[EXCERPT]:
╔══

On 10/10/2017 12:30 PM, YASUAKI ISHIMATSU wrote:
> Hi Thomas,
>
> Sorry for the late reply.
>
> I'll apply the patches and retest in this week.
> Please wait a while.
>
> Thanks,
> Yasuaki Ishimatsu
>
> On 10/04/2017 05:04 PM, Thomas Gleixner wrote:
>> On Tue, 3 Oct 2017, Thomas Gleixner wrote:
>>> Can you please apply the debug patch below.
>>
>> I found an issue with managed interrupts when the affinity mask of an
>> managed interrupt spawns multiple CPUs. Explanation in the changelog
>> below. I'm not sure that this cures the problems you have, but at least I
>> could prove that it's not doing what it should do. The failure I'm seing is
>> fixed, but I can't test that megasas driver due to -ENOHARDWARE.
>>
>> Can you please apply the patch below on top of Linus tree and retest?
>>
>> Please send me the outputs I asked you to provide last time in any case
>> (success or fail).
>>
>> @block/scsi folks: Can you please run that through your tests as well?

╚══

[THE TASKS]:
A. Can you return the passage of the email thread from "On 10/10/2017 12:30" to "wait a while.", word for word?
B. Could you take the email thread about managed interrupts further, picking up right after its final line?

[Labeling and segmentation records]

╔══

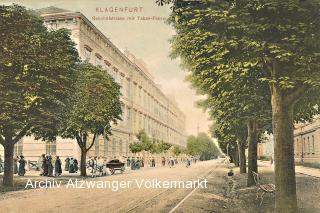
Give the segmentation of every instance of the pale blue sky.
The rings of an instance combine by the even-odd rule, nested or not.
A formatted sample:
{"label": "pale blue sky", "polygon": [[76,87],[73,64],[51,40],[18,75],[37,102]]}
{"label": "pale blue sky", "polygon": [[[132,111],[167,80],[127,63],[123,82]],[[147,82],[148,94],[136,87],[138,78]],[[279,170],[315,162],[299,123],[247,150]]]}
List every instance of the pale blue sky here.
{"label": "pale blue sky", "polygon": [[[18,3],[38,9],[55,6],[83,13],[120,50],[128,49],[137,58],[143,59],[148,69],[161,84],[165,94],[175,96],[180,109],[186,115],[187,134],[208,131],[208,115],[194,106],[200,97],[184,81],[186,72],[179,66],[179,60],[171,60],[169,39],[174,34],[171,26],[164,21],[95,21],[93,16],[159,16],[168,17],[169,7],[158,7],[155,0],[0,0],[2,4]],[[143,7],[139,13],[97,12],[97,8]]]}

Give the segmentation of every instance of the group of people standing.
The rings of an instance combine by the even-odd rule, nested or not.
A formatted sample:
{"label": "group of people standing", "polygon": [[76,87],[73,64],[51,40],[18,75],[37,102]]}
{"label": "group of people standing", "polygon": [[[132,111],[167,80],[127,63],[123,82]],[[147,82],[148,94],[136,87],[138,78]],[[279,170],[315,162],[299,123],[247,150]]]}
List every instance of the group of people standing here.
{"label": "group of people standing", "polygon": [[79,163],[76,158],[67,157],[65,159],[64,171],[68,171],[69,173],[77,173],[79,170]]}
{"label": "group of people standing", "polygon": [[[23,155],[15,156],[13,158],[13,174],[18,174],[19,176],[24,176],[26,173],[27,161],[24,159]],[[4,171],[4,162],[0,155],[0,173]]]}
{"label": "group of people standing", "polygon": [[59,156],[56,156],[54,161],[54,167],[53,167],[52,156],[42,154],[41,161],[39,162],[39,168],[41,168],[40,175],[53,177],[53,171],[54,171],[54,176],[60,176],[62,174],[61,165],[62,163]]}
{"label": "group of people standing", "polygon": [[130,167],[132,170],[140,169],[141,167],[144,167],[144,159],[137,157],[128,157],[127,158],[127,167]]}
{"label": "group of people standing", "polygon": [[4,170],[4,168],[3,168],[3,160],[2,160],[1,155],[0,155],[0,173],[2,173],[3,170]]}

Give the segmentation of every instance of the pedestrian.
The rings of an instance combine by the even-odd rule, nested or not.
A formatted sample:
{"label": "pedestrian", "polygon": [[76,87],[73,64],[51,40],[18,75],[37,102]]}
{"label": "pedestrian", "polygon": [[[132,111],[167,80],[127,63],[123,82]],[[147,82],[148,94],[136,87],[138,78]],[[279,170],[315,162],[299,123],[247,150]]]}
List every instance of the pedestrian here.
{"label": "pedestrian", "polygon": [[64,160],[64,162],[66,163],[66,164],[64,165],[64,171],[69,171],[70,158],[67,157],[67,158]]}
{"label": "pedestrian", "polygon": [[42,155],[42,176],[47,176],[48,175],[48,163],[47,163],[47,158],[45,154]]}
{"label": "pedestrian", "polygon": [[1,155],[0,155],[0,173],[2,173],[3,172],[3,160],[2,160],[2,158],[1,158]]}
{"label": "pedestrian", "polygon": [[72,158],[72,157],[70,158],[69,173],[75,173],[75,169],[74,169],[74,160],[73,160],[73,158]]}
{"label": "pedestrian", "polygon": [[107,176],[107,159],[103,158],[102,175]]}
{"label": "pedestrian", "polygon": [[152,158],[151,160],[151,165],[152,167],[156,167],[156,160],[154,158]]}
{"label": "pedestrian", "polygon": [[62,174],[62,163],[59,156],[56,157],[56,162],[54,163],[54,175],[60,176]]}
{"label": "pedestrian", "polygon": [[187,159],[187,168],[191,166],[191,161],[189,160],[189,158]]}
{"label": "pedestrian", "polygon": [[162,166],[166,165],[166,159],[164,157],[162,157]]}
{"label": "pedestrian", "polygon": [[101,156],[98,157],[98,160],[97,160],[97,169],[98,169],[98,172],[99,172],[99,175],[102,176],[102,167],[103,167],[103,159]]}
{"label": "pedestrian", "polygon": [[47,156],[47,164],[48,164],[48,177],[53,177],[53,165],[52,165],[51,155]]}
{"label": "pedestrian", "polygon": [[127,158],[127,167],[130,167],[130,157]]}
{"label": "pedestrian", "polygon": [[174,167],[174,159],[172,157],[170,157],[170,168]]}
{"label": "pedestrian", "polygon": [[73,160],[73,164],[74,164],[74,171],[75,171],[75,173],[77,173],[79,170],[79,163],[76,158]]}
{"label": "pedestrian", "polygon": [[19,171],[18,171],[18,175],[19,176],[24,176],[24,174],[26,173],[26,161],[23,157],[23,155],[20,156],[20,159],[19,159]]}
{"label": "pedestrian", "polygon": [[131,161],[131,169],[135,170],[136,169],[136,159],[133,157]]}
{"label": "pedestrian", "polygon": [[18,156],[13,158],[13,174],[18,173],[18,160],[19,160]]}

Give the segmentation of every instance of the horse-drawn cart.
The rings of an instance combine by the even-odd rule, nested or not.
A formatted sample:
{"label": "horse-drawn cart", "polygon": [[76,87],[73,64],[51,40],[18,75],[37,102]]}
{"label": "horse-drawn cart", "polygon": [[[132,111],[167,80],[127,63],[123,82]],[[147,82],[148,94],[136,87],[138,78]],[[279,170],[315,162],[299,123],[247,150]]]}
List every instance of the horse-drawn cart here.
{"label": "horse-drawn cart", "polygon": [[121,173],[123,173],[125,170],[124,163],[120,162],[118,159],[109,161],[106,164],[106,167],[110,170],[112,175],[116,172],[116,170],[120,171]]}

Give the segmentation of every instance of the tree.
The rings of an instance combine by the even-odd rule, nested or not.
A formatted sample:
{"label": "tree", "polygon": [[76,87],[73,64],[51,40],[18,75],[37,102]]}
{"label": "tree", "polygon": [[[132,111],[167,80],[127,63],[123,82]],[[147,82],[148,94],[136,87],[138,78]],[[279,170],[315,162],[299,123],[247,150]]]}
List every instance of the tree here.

╚══

[REPLIES]:
A.
On 10/10/2017 12:30 PM, YASUAKI ISHIMATSU wrote:
> Hi Thomas,
>
> Sorry for the late reply.
>
> I'll apply the patches and retest in this week.
> Please wait a while.

B.
>>
>> Thanks,
>>
>> tglx
>>
>> 8<-----------------------
>> Subject: genirq/cpuhotplug: Enforce affinity setting on startup of managed irqs
>> From: Thomas Gleixner <tglx@xxxxxxxxxxxxx>
>> Date: Wed, 04 Oct 2017 21:07:38 +0200
>>
>> Managed interrupts can end up in a stale state on CPU hotplug. If the
>> interrupt is not targeting a single CPU, i.e. the affinity mask spawns
>> multiple CPUs then the following can happen:
>>
>> After boot:
>>
>> dstate: 0x01601200
>> IRQD_ACTIVATED
>> IRQD_IRQ_STARTED
>> IRQD_SINGLE_TARGET
>> IRQD_AFFINITY_SET
>> IRQD_AFFINITY_MANAGED
>> node: 0
>> affinity: 24-31
>> effectiv: 24
>> pending: 0
>>
>> After offlining CPU 31 - 24
>>
>> dstate: 0x01a31000
>> IRQD_IRQ_DISABLED
>> IRQD_IRQ_MASKED
>> IRQD_SINGLE_TARGET
>> IRQD_AFFINITY_SET
>> IRQD_AFFINITY_MANAGED
>> IRQD_MANAGED_SHUTDOWN
>> node: 0
>> affinity: 24-31
>> effectiv: 24
>> pending: 0
>>
>> Now CPU 25 gets onlined again, so it should get the effective interrupt
>> affinity for this interruopt, but due to the x86 interrupt affinity setter
>> restrictions this ends up after restarting the interrupt with:
>>
>> dstate: 0x01601300
>> IRQD_ACTIVATED
>> IRQD_IRQ_STARTED
>> IRQD_SINGLE_TARGET
>> IRQD_AFFINITY_SET
>> IRQD_SETAFFINITY_PENDING
>> IRQD_AFFINITY_MANAGED
>> node: 0
>> affinity: 24-31
>> effectiv: 24
>> pending: 24-31
>>
>> So the interrupt is still affine to CPU 24, which was the last CPU to go
>> offline of that affinity set and the move to an online CPU within 24-31,
>> in this case 25, is pending. This mechanism is x86/ia64 specific as those
>> architectures cannot move interrupts from thread context and do this when
>> an interrupt is actually handled. So the move is set to pending.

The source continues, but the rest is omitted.